EXTRAIT SOURCE
<<<<
Affaires sociales
Avant d’être débattu et voté en séance publique, chaque projet ou proposition de loi est examiné par l’une des sept commissions permanentes du Sénat : lois, finances, affaires économiques, affaires étrangères et Défense, affaires culturelles, affaires sociales, aménagement du territoire et du développement durable. Classées par commissions, retrouvez ici les interventions générales et les explications de vote des sénateurs CRC.
Il faut former plus de médecins et de soignants
Débat sur la nécessité de former davantage de médecins et soignants à la demande du groupe CRCE-K -
Par Céline Brulin / 10 octobre 2024Trouver un rendez-vous chez un généraliste, spécialiste, psy ou kiné est une galère quotidienne face à laquelle nos concitoyens et les élus locaux sont démunis. La mission d’information du Sénat sur l’avenir de la santé périnatale a montré le défaut de sages-femmes et de gynéco-obstétriciens, alors que 40 % des maternités ont fermé en trente ans.
De plus en plus de services d’urgences ferment temporairement, comme à Lillebonne ou Fécamp. Au Havre, les agents sont mobilisés depuis onze semaines pour alerter sur cette situation. Les gouvernements successifs ont réduit le numerus clausus, faisant passer le nombre d’étudiants en médecine de 8 500 en 1971 à 3 500 en 1990.
>>>>
MATÉRIEL FOURNI
<<<<
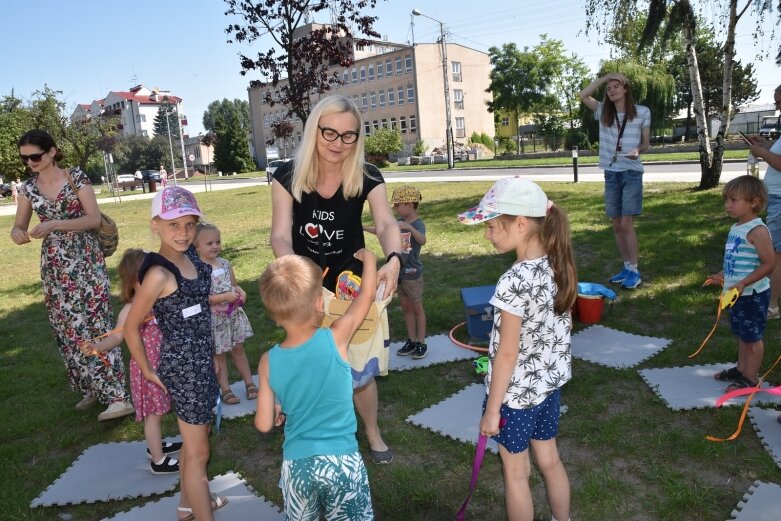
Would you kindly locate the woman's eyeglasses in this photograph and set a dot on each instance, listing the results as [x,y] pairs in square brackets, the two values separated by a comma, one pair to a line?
[34,157]
[329,134]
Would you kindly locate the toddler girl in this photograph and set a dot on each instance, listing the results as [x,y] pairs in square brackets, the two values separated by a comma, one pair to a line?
[150,401]
[229,322]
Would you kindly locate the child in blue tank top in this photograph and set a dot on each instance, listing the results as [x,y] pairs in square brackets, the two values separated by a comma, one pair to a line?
[308,374]
[748,260]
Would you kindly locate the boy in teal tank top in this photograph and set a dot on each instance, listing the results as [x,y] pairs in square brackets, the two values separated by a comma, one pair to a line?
[748,260]
[308,374]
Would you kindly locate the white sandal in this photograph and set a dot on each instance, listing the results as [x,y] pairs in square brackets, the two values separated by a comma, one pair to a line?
[217,503]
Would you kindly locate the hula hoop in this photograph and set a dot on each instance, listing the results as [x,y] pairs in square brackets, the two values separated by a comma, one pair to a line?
[465,346]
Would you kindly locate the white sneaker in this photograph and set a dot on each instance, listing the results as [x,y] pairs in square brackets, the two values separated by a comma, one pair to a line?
[88,401]
[116,410]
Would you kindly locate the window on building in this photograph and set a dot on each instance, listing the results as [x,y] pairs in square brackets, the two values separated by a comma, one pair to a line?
[456,71]
[458,98]
[460,128]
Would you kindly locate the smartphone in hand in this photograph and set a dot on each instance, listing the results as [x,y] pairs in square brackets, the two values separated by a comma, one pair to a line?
[745,138]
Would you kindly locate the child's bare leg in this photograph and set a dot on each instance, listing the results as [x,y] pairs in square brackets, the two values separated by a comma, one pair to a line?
[239,357]
[154,436]
[755,352]
[193,459]
[546,455]
[518,496]
[420,320]
[222,375]
[409,318]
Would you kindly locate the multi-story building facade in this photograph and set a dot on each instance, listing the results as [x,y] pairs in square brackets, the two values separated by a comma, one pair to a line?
[400,87]
[136,109]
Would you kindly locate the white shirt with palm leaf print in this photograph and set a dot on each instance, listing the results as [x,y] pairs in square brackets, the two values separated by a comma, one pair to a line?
[544,364]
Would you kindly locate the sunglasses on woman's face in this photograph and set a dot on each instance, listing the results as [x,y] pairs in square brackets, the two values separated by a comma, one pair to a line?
[32,157]
[329,134]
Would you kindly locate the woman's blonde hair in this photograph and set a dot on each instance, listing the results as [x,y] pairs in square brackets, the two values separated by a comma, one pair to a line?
[289,288]
[306,166]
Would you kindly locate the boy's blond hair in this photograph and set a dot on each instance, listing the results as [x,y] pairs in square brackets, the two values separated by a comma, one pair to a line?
[289,288]
[748,188]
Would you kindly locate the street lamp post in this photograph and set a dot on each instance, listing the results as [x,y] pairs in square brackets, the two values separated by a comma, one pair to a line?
[448,127]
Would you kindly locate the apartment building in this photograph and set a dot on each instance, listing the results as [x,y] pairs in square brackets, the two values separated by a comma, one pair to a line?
[400,87]
[136,108]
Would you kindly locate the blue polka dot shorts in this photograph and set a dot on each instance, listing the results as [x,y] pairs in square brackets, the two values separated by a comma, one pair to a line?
[540,422]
>>>>
CONSIGNES DE L'EXERCICE
A - Réécrivez le passage de l'extrait source allant de "Il faut former" à "500 en 1990." en remplaçant "galère" par "difficulté".
B - D'après l'extrait source, dans quel but les agents du Havre sont-ils mobilisés depuis onze semaines ?
La liste constitue un matériau distinct de l'extrait source.

CORRIGÉS PAR CONSIGNE
A -
Il faut former plus de médecins et de soignants
Débat sur la nécessité de former davantage de médecins et soignants à la demande du groupe CRCE-K -
Par Céline Brulin / 10 octobre 2024Trouver un rendez-vous chez un généraliste, spécialiste, psy ou kiné est une difficulté quotidienne face à laquelle nos concitoyens et les élus locaux sont démunis. La mission d’information du Sénat sur l’avenir de la santé périnatale a montré le défaut de sages-femmes et de gynéco-obstétriciens, alors que 40 % des maternités ont fermé en trente ans.
De plus en plus de services d’urgences ferment temporairement, comme à Lillebonne ou Fécamp. Au Havre, les agents sont mobilisés depuis onze semaines pour alerter sur cette situation. Les gouvernements successifs ont réduit le numerus clausus, faisant passer le nombre d’étudiants en médecine de 8 500 en 1971 à 3 500 en 1990.

B - Ils sont mobilisés pour alerter sur la situation des services d'urgences. Selon l'extrait, ces services ferment temporairement de plus en plus souvent, comme à Lillebonne ou Fécamp.